> [Tasks to carry out]:
- A) Which place names appear in the news story about Britain's heaviest man? List each one once.
- B) Extend the news story about Britain's heaviest man, picking up after its final sentence.
Start of Document section
Britain's heaviest man dies after topping 900 pounds

Britain’s heaviest man—weighing more than 900 pounds—died over the weekend after being bedridden in his house for the last year.   

Carl Thompson, 33, had made a plea on daytime television a few weeks ago for help losing weight. Although he had been overweight as a child, his condition became life threatening three years ago, when his mother died and he began to eat to dull his pain, Sky News reported.  

He was found dead Sunday morning, and emergency services in Dover, Kent were seen blocking the road around his apartment so they could remove his body through a window. It took hours to remove the heavy corpse from the home, and emergency workers had to saw off part of a balcony and use a small crane, London’s Telegraph reported.  

"Officers do not believe the death to be suspicious. The coroner will be notified," an unidentified Kent Police spokesman said.

Thompson lived alone in an apartment with help from a team of public health workers who bathed him and cooked for him every day.

He spent more than $300 per week on food, with one restaurant entering his home to deliver food with a key because Thompson couldn’t come to the door. He reportedly ate 10,000 calories-a-day by gorging on takeout and whole loaves of bread, eventually becoming too heavy to walk or bathe himself.

He doubled his weight from about 420 pounds to more than 900 in just three years, making him housebound.
End of Document section
Start of Data records
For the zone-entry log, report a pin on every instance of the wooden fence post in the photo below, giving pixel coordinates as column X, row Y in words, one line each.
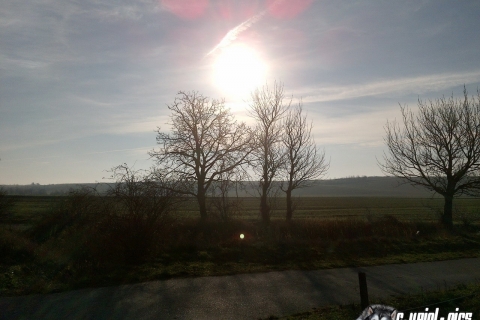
column 362, row 280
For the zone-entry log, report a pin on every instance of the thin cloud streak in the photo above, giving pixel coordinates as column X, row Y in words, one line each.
column 415, row 85
column 233, row 33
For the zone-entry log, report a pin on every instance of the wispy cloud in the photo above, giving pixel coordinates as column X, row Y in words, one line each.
column 413, row 85
column 233, row 33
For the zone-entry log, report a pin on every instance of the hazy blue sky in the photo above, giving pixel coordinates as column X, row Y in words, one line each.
column 84, row 84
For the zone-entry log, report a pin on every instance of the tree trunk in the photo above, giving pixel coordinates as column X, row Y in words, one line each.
column 447, row 218
column 289, row 205
column 202, row 205
column 264, row 207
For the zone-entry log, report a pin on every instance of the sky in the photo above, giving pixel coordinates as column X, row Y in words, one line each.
column 84, row 85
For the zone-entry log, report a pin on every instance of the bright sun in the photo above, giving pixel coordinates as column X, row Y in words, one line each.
column 238, row 70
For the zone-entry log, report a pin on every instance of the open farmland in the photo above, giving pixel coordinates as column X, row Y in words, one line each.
column 30, row 208
column 404, row 209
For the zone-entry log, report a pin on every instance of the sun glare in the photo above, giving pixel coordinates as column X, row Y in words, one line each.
column 238, row 70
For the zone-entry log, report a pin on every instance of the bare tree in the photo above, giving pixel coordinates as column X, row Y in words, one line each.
End of Data records
> [Answers for each item]:
- A) Britain, Dover, Kent, London

- B)
Thompson had said in April that he needed to lose two-thirds of his weight-- which had topped 910 pounds-- or doctors warned he would die, according to the Dover Express newspaper.

Experts say he had an eating disorder, which was exacerbated after his mother died of brain cancer in 2012.

Thompson had appealed for help in a TV interview and told the Dover Express he was seeking professional help. "Any professional opinion or other knowledge would be great. I've had a lot of that coming in anyway but the more the better," he had said.  

He described a persistently bad relationship with food, and remembered sneaking downstairs at night as a child to raid the kitchen. "I was only about three or four and no one knew why I did it. I would just eat anything out of the cupboards," Thompson said.  

Thompson—who had not worked since the age of 17-- lived off disability benefits.